▸ WORK INSTRUCTIONS
Report every line of the records below that contains the word "grain".

▸ RECORDS SUPPLIED

╔══

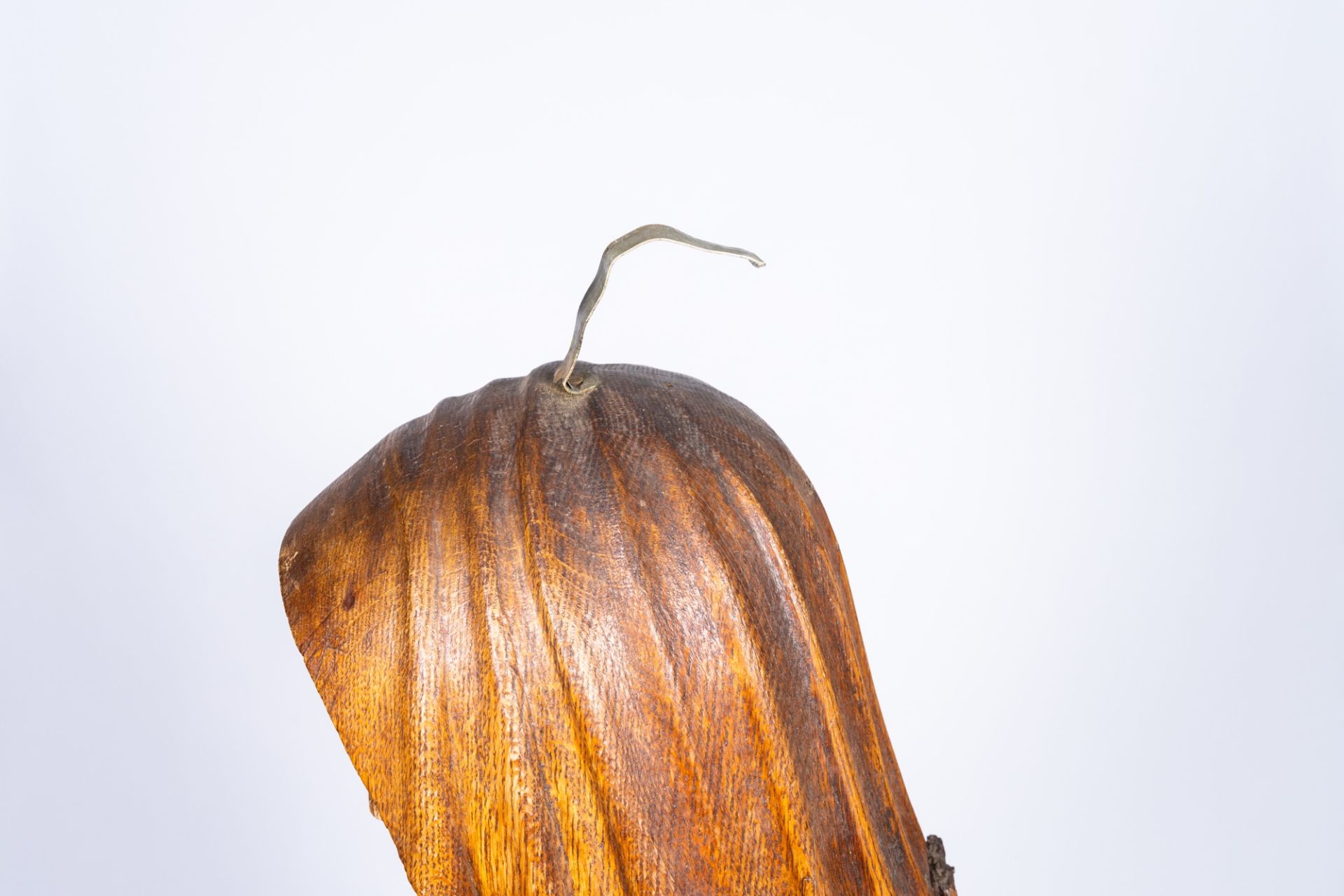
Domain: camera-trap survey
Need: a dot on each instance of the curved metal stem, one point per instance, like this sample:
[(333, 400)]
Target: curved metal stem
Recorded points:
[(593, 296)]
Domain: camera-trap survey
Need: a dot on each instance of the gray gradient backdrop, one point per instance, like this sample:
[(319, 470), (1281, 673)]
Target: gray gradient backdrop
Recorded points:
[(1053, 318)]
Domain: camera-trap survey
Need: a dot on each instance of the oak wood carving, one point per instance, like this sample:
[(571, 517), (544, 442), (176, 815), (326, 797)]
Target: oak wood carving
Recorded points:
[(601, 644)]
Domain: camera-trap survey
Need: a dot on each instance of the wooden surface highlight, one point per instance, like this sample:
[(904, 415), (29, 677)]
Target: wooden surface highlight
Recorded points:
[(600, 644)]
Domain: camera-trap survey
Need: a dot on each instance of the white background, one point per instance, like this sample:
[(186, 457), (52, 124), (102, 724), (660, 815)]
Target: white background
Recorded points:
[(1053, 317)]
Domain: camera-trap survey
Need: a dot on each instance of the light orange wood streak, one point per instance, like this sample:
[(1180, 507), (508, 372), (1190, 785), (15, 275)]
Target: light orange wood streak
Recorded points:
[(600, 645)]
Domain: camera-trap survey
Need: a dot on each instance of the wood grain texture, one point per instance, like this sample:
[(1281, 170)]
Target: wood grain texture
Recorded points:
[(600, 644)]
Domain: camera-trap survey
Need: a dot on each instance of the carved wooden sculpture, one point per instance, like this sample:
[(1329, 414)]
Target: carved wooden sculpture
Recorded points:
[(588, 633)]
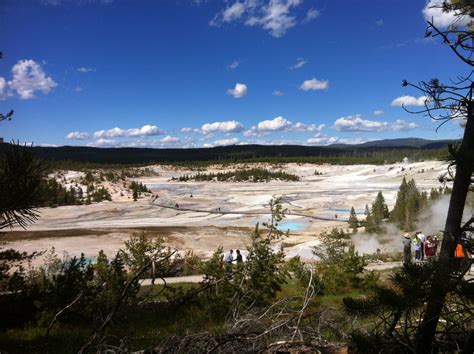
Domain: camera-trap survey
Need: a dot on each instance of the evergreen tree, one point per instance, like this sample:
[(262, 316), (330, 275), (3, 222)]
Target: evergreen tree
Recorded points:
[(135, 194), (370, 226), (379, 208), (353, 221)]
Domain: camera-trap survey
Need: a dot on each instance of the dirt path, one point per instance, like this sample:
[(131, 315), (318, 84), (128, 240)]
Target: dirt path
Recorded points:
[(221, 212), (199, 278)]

╚══
╔══

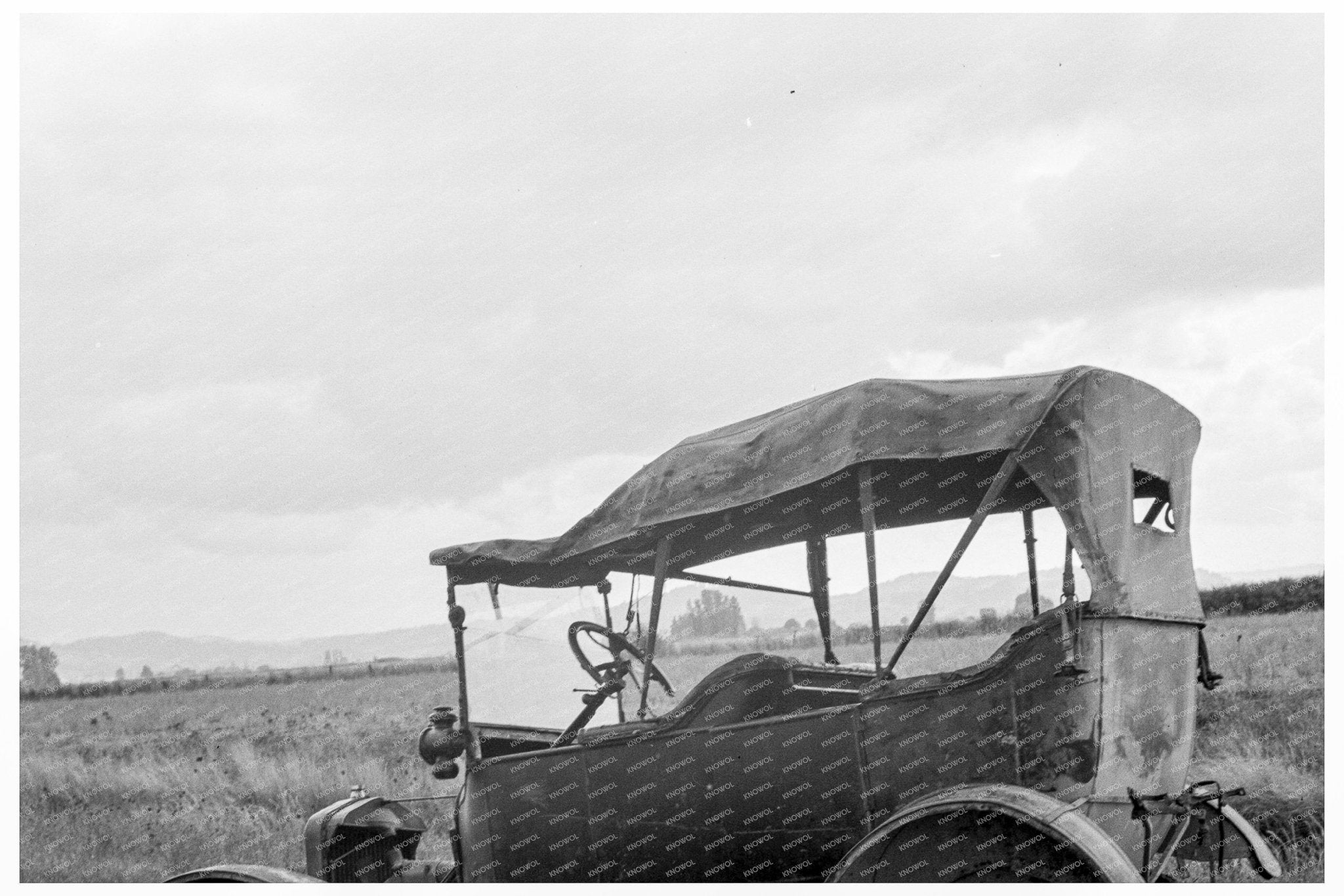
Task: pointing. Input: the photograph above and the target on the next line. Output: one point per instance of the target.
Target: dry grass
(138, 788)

╚══

▸ FINAL RESULT
Need: a dot on each instance of the wood grain texture, one point per instance, like this sample:
Target: wood grain texture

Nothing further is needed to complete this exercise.